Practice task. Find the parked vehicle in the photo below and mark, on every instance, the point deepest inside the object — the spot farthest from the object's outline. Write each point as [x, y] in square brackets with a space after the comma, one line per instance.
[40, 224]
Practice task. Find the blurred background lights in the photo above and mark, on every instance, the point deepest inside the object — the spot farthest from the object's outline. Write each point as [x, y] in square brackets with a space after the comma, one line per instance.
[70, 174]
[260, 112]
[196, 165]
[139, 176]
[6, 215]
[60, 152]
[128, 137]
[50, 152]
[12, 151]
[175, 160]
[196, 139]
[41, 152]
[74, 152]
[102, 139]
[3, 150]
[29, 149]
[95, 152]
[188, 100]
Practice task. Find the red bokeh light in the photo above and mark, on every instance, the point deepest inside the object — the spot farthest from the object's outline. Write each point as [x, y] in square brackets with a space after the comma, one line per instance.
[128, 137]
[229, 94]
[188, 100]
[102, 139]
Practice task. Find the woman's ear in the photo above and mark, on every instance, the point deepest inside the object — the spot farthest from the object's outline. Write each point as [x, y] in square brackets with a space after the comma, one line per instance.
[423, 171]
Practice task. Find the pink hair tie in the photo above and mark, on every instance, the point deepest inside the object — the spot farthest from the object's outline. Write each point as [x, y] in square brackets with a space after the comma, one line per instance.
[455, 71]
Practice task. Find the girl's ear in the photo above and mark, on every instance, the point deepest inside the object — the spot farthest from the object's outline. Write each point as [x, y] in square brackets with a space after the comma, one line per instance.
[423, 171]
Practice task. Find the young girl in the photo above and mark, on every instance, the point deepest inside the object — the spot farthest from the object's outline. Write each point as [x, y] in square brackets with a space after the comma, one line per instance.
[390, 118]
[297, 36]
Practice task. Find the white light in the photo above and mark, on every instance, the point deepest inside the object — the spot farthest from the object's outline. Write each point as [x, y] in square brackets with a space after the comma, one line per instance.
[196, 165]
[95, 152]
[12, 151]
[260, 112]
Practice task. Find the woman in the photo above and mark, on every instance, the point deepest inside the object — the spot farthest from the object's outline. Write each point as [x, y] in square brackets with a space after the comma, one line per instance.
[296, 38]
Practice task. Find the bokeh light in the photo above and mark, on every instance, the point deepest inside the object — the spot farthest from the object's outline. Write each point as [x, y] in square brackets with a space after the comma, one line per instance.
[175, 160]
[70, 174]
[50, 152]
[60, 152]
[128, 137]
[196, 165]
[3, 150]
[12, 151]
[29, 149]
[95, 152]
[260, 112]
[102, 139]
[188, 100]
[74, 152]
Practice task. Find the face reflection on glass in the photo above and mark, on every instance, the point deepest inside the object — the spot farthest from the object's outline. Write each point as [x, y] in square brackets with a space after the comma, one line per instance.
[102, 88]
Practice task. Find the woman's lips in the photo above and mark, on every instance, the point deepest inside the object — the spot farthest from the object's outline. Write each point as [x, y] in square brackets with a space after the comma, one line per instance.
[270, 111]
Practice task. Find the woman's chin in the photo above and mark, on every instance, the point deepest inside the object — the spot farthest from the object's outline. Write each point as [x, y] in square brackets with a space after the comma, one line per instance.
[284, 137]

————————

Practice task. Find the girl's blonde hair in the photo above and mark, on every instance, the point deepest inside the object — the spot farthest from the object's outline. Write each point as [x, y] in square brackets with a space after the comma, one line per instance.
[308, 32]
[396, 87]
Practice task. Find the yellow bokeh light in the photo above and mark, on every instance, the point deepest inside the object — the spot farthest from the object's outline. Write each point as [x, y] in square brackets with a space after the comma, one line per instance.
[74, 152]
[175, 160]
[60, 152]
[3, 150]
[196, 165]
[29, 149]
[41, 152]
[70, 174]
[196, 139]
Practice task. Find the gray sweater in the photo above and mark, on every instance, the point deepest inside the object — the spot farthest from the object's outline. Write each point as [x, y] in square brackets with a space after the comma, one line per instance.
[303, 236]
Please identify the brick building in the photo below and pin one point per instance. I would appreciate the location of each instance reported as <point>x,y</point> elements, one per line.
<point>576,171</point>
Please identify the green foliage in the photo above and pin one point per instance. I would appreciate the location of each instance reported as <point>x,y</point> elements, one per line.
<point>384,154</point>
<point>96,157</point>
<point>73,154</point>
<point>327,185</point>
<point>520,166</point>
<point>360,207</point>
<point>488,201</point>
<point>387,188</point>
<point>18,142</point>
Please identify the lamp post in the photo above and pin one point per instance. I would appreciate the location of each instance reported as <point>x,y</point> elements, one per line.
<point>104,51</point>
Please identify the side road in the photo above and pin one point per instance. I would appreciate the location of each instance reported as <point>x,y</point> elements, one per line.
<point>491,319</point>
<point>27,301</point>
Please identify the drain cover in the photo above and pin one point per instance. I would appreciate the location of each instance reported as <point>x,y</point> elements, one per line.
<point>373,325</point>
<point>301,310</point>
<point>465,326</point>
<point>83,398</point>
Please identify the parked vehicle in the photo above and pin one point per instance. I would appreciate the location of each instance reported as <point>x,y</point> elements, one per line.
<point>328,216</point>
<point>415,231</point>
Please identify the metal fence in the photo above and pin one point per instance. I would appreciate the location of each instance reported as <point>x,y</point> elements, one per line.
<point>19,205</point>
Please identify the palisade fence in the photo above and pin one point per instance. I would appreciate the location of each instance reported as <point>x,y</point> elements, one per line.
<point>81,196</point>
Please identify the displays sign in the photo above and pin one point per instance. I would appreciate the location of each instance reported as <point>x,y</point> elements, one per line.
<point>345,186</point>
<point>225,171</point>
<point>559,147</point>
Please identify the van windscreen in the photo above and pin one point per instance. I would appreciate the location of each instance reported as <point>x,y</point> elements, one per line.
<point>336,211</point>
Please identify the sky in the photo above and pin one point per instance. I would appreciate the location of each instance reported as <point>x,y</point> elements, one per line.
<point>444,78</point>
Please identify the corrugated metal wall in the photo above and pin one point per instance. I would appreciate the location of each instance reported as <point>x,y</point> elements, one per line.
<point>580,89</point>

————————

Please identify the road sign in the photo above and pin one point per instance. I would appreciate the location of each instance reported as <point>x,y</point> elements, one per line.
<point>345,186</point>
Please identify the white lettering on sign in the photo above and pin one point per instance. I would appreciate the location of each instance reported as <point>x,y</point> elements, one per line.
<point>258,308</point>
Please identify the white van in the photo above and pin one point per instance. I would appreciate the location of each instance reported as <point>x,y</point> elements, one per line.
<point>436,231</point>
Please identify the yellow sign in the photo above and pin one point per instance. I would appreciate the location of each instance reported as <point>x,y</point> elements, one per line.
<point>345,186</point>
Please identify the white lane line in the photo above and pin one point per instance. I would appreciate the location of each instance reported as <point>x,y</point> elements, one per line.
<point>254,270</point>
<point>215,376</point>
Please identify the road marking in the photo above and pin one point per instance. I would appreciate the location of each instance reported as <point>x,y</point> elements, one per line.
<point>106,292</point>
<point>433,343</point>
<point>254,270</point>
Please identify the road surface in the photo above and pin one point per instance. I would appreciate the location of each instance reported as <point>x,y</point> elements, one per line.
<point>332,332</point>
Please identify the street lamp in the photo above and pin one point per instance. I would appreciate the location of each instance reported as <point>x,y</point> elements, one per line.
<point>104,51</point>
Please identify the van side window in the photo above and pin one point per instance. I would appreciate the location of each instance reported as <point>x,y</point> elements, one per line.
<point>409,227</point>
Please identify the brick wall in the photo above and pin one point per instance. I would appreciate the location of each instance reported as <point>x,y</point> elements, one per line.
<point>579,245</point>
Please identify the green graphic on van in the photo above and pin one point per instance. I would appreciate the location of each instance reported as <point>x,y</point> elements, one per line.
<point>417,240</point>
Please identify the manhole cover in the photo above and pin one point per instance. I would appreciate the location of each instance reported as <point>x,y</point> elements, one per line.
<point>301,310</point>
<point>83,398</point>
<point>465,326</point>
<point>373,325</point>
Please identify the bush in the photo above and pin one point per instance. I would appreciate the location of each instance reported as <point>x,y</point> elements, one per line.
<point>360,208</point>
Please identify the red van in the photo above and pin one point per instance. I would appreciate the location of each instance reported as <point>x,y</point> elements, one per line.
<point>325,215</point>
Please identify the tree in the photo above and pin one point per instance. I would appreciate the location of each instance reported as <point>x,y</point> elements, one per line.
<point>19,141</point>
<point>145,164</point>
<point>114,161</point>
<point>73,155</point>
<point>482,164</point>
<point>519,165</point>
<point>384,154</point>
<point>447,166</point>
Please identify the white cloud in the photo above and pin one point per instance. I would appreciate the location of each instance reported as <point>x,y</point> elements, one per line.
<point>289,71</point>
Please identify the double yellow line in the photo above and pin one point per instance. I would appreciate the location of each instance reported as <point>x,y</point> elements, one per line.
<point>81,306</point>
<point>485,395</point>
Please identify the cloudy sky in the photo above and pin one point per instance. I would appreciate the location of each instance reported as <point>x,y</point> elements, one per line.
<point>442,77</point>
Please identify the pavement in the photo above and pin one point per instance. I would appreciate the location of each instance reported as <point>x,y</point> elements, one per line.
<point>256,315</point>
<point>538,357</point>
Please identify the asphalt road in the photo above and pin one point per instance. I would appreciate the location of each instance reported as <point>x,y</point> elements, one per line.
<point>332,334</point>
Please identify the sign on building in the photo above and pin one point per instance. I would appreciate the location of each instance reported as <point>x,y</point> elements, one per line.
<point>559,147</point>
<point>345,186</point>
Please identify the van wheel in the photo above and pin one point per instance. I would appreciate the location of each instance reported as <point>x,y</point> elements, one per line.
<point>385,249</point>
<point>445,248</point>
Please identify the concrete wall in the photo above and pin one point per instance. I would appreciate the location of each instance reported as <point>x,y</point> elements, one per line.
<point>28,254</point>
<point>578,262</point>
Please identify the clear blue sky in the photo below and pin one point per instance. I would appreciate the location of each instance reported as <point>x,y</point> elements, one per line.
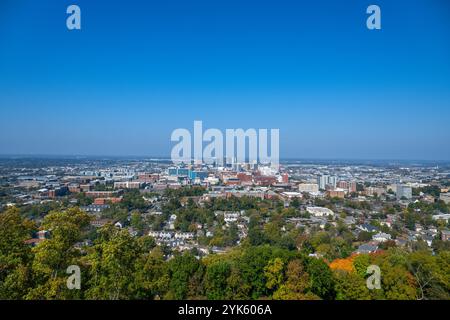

————————

__What is expected__:
In the data above, find the line that contains "Please identify the sign" and the line that contains "Please identify the clear". Repeat exactly those lines and every line between them, and only those.

__Reply to the task__:
Please identify the sign on building in the photo above and pin one point per instance. I would appreciate the location of each instance reported as <point>x,y</point> elements, one per line.
<point>559,147</point>
<point>345,186</point>
Please identify the van wheel in the photo above and pin one point per instance. I would appreciate the location of each instance reported as <point>x,y</point> elements, one per line.
<point>385,249</point>
<point>445,248</point>
Please identify the concrete wall in the photo above and pin one point per instance. I would appreciate the location of each instance reported as <point>x,y</point> elements, one per line.
<point>28,254</point>
<point>578,262</point>
Please identify the clear blue sky in the photo below and pin one point per instance. I would appreciate the location of each instance reported as <point>x,y</point> elements, one per line.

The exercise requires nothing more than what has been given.